# Requirement 1:
Report only the number of lines in the records that contain the string "door". Matching is case-sensitive.

Peugeot changed the design for later engines and went with a welded polypropylene tank instead of these Nylon 6.6 + glass fibre ones, however, the shape is different and so are the outlets and angles, so they won't fit in the stock location, it's very tight down at the back of the bulkhead down there.
Now, some might know this, but bonding nylon together is a nightmare even fresh, when it's aged, been heat cycled and absorbed coolant (it'll take about 8% of it's volume in water when saturated, it's a lot!) over the years it's nigh on impossible to bond with decent structural strength to the point I'd trust it with pressure and boiling hot coolant - and the inside was full of stress cracking and bubbles under the surface where the tank and fittings had flexed and coolant had worked its way under the surface:
So, if I can't get a replacement, I can't glue it back together, and I don't trust trying to weld it with heat and fresh nylon because of the internal cracking, I came up with the next best thing I could think of - clamp the two halves together onto a seal.
So I dried the tank at 100c for 8 hours to drive out as much of the absorbed moisture as I could, I sanded back the flanges where the two halves of the tank met, washed it down with solvent and then flame treated the flanges to get the surface energy up to try to help things bond - then put a good bead of 3M copper silicone sealant between them and clamped them down with a controlled gap (half a mm) so it didn't get squeezed out completely while it set.
Then to hold the two halves together against the pressure of the cooling system, I welded a couple of washers to jubilee clip to make a self centring clamp, and I printed two washers in PCTPE (a form of soft flexible nylon I had on hand for making prosthetics) to spread out any stress from the clamp given it would otherwise be on the flat area of the tank where it's the most flexible/weakest, et voila, one repaired tank:
Which worked pretty well for maybe 6 years or so, but given I've kinda spoilered this already - those internal stress cracks in the tank eventually worked their way through and it started blowing coolant out of the top instead last year
But hey, my seal never leaked!
....and yes, that does look like a polyurethane engine mount that it's sat on there....hmm, wonder why...
Edited by PhillipM on Tuesday 20th February 15:38
Cambs_Stuart said:
I'm really enjoying this thread! Your problem solving and technical skills are just brilliant.
Sorry to hear about all the non-car stuff. I suspect there are a few people on here (myself) included that use tinkering with cars as a release/escape from other stuff.
Yes, I think it's pretty common given some of the people I'm often talking to with race stuff, etc. It's a good distraction and you learn new stuff along the way, works well Sorry to hear about all the non-car stuff. I suspect there are a few people on here (myself) included that use tinkering with cars as a release/escape from other stuff.
Since I'm already talking about the tanks anyway, the replacements I was making this week fit perfectly, it's pretty tight in the OE clamp and fitting, you couldn't get a cig paper between the flanges and bolts and the clamp, pretty happy with that:
And the hoses fit perfectly too:
The layer lines look way worse on camera, my Pixel seems to oversharpen everything, Google need a kick
Edited by PhillipM on Tuesday 20th February 16:23
Cheers, I know a lot go through worse, but we each have our own personal hells, I think. Things are getting better, that's the main thing.

Data records:
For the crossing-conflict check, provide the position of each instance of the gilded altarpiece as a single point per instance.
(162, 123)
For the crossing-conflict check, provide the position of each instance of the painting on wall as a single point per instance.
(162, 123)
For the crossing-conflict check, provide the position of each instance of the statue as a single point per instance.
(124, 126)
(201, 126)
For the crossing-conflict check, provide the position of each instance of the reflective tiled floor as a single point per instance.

--

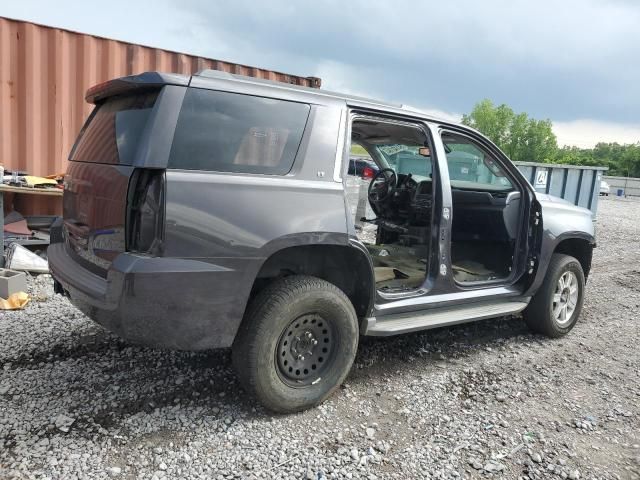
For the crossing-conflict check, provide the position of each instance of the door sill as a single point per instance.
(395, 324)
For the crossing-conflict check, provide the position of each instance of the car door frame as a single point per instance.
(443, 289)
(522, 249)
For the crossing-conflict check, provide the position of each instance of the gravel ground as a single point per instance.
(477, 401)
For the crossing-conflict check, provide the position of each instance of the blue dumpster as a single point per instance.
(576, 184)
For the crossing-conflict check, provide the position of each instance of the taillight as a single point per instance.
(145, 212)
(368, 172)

==

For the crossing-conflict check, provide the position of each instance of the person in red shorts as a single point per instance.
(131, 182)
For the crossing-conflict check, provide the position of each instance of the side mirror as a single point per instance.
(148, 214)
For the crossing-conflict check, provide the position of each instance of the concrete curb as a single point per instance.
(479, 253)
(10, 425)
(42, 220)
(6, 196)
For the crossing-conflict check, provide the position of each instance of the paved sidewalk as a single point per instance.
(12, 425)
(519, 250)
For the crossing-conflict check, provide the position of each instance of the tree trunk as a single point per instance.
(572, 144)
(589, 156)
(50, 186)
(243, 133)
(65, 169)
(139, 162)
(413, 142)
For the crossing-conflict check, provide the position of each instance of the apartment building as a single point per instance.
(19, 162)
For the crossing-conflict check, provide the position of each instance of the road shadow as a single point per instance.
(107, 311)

# Requirement 2:
Copy everything from "So I dried the" down to "while it set." in the coolant tank thread above, substituting "rims" for each "flanges".

# Written response 1:
2

# Written response 2:
So I dried the tank at 100c for 8 hours to drive out as much of the absorbed moisture as I could, I sanded back the rims where the two halves of the tank met, washed it down with solvent and then flame treated the rims to get the surface energy up to try to help things bond - then put a good bead of 3M copper silicone sealant between them and clamped them down with a controlled gap (half a mm) so it didn't get squeezed out completely while it set.